- Work request
The listing is to be returned word for word, without its images.

........

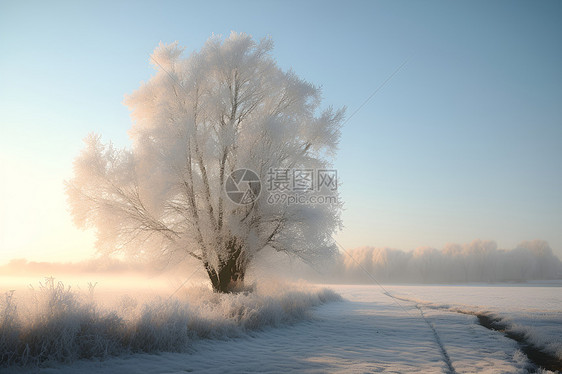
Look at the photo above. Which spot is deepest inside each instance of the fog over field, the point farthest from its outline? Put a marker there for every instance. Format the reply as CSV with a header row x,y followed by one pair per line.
x,y
321,186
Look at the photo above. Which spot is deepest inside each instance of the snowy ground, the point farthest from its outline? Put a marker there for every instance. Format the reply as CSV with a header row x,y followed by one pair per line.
x,y
371,332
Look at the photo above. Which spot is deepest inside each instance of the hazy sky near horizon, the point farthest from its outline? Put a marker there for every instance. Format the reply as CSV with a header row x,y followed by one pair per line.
x,y
465,142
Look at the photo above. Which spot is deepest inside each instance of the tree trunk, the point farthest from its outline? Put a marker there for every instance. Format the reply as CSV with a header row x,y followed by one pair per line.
x,y
229,277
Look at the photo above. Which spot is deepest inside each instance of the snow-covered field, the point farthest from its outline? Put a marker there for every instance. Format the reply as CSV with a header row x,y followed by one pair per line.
x,y
421,331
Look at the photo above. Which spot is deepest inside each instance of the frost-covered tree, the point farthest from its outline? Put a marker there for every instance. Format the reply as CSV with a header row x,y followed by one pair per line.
x,y
198,119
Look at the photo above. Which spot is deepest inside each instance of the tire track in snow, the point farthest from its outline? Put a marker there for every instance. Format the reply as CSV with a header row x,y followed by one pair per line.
x,y
536,355
442,350
444,353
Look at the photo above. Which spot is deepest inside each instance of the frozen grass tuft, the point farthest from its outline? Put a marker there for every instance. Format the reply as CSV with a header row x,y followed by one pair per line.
x,y
58,324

........

- Output for this exercise
Look at the photo above. Which spot is deepest inside each instance of the fog over field, the point farthest from its outline? Put a marker there for every instance. Format the reply as CSV with a header row x,y followed by one pair per line.
x,y
321,186
Look at the photo above. Which spot is deepest inside each instance of the snowy ground, the point farthest from its outline? Put a marker there for every instance. Format the reply as CSV with a header row x,y followed by one pair per line.
x,y
371,332
Look at the photo above. Which spot is deepest inside each instance of the hazy sky near horizon, the point farthest from its outline? Put a marker there for every instance. Format the reply as CSV with a header row x,y followed by one pair per line.
x,y
465,142
Look at the photo above. Which spot is deepest inside each instance of the tree trunk, the point farthest from its outline? Put a marker there for every instance. Format the reply as CSV with a header row x,y followed by one pair per line.
x,y
229,277
Look at the photo above. Which spot is deepest inside each instance of the snow-covered field, the point farthest from its outline? Put a marker there for every instance. Format the reply as CSV with a header row x,y followed by one pair per line.
x,y
421,331
Look at the photo above. Which spot is deepest inside each instance of the frost-covered tree, the point farthest from its outline? Put a marker there for every instance. Format the reply as CSV with a header row x,y followed by one pair per line.
x,y
198,119
Look at the photo above. Which spot is deepest inside each instance of the tire track in snow, the point farthest from its outline? Put a marker there for every instance. Format the reply as CSV with a header row x,y followed by one pair per line.
x,y
536,355
442,350
444,353
Look at the photo above. Which spot is deepest inside each instance of the frozen grass tuft, the point farthest from its outline? Put a marker there for every instance. Format the reply as CSV with a header row x,y followed by one pair per line.
x,y
58,324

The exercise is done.